Meteorites and Distant Forming Solar-systems

Meteorites and Distant Forming Solar-systems

3:47pm Mar 27, 2015
Artist’s conception of the view towards the young star Beta Pictoris from the outer edge of its disk.

SciWorks Radio is a production of 88.5 WFDD and SciWorks, the Science Center and Environmental Park of Forsyth County, located in Winston-Salem.

One benefit of living in a galaxy, as we do, is that there are stars in our sky at different stages of their lives. The frustrating thing is that we can’t get up close for a visit, but we have gotten good at exploring them from here.

We can understand the formation of planetary systems that also tell us about our own solar system.

That’s Dr. Rachel Smith, Director of the Astronomy & Astrophysics Research Lab, and - get this - Curator of Meteorites at the North Carolina Museum of Natural Sciences in Raleigh. She's also Assistant Professor in the Department of Physics and Astronomy at Appalachian State University. Her research involves studying newly-forming solar systems and comparing them to the formation of our own.

Solar systems form from a spinning disk of gas and dust, and what happens is that in a molecular cloud, something triggers a collapse which starts a star forming. Just by the basic laws of physics, you get a disk of gas and dust forming around it. Material is going to stick to the star as it's forming, and the material that doesn’t stick to the star eventually forms planets.

What doesn’t become part of a planet is left floating in space, with the chemistry of the primordial solar system locked in, like a time capsule. Sometimes a bit of this material falls to Earth as a meteorite.

Cosmo chemists who study meteorites look at the formation of the solar system by exploring that chemistry because meteorites are the oldest material we have from the early solar system.

Meteorites show us a 4.6 billion year old baby picture of our solar system. But we study the chemistry of distant solar systems using spectroscopy. A spectrograph breaks starlight into a spectrum of colors; like a rainbow, only science-ier. The absence of specific colors is a code, telling us about the chemistry of the star and its system.

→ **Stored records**
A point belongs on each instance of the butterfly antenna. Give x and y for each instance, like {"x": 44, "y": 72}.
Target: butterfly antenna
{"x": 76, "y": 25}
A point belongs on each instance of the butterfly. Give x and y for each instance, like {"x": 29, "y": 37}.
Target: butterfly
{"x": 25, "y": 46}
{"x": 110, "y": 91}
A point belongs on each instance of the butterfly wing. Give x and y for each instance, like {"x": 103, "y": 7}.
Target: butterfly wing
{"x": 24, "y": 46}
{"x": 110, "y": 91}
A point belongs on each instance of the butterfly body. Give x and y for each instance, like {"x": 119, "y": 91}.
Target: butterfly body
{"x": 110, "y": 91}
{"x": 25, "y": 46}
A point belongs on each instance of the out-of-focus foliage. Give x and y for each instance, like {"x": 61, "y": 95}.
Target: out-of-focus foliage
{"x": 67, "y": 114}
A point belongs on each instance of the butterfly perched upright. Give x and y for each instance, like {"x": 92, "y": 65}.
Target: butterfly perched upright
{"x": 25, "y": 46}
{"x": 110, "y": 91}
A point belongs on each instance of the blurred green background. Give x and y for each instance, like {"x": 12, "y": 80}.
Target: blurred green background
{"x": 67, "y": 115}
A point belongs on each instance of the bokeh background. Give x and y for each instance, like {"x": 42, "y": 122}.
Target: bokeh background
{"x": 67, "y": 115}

→ **SHORT TASK**
Continue the piece on meteorites and forming solar systems, starting right after its final sentence. The stored records are separate material and not part of the meteorite text.

→ **ANSWER**
Astronomers can observe the gas and dust around stars forming today, and these protostars that are analogous to our solar system when it was forming, in the gas and dust swirling around a forming star, you can make these connections with the meteorites and with the chemistry of our sun to try to better understand the physics and chemistry of planetary system formation. What I’ve been working on is looking at the chemistry in the gas surrounding these protostars, and using powerful telescopes on the ground, and these are the largest optical infrared telescopes in the world, and have very powerful spectrographs that can look at the precise abundance of certain types of molecules that we’re interested in.

A molecule is a group of two or more types of atoms bonded together. For example, a molecule of water, H2O, is an oxygen atom bonded to two hydrogen atoms. An isotope is a heavier version of an element’s atom.

There are lots of molecules we can look at, and we can look at the abundances of the isotopes and compare that to what we see in meteorites.

Astronomers can infer planets by the effects they have on their parent star. (We learn about their atmospheres using spectroscopy.)

We have the Kepler space mission, and other big ground-based telescopes that observe exoplanets and try to understand how these planets form and how to connect them to our solar system. What we’re finding is that there are many different kinds of planetary systems out there. Planets can be stable around not just one star, but two stars, three stars. If you remember in Star Wars, there was Luke Skywalker looking at a duel sunset. Then, that was science fiction, but now we know that if there was a planet that was habitable in a system like that, then that’s what they would see. The molecules needed for life are already in space, and carbon tells the story about how the chemical pathways lead to organic compounds, and we know that organic compounds lead to life eventually. We’re not looking for life or looking for evidence of life, but we are trying to understand the mechanisms that eventually will lead to life. So if we trace the carbon before life happened, we eventually get a bigger picture of how life could evolve. We can compare these to meteorites and try to understand what happened in our early solar system to create this chemical signature in the meteorites.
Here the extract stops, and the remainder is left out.